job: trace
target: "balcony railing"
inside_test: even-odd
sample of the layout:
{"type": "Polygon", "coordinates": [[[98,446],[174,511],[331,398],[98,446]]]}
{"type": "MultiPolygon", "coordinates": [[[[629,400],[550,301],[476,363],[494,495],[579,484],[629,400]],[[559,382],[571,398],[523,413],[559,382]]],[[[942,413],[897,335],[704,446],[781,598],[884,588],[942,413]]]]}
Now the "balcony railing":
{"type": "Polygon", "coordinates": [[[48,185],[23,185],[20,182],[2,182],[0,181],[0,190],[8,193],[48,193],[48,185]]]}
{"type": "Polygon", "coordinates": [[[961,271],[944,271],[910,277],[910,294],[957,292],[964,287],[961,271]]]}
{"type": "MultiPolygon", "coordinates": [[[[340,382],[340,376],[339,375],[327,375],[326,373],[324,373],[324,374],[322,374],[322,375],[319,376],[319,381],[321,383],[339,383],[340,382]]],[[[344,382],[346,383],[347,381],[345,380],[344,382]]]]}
==
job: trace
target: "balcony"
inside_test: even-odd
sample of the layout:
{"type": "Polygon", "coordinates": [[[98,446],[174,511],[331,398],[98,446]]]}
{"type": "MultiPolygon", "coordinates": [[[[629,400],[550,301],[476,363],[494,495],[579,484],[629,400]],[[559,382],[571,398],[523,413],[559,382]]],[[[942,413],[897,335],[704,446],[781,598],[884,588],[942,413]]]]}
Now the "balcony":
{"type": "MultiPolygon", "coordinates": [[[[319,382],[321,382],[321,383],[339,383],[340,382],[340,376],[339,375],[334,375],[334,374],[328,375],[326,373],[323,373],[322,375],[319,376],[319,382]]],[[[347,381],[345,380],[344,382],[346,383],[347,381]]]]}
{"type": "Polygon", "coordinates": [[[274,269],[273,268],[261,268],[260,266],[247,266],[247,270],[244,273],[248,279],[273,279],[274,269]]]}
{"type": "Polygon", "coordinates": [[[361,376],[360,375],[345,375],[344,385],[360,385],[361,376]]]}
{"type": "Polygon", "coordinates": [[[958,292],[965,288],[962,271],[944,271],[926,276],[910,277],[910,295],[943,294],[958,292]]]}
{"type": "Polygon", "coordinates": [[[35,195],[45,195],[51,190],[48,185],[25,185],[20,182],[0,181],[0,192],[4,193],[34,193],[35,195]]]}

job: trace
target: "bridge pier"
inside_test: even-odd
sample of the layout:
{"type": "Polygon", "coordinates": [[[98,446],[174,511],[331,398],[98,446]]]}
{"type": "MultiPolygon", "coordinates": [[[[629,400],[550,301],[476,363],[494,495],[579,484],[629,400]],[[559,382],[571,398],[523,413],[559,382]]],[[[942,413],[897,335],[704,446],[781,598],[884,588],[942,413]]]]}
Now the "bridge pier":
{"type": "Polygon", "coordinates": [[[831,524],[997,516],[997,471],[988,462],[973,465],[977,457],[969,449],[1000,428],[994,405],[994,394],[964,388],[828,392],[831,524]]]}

**Your task:** Which lines above carry the string "target"? Copy those lines.

**Response:**
target: "balcony railing"
target: "balcony"
target: "bridge pier"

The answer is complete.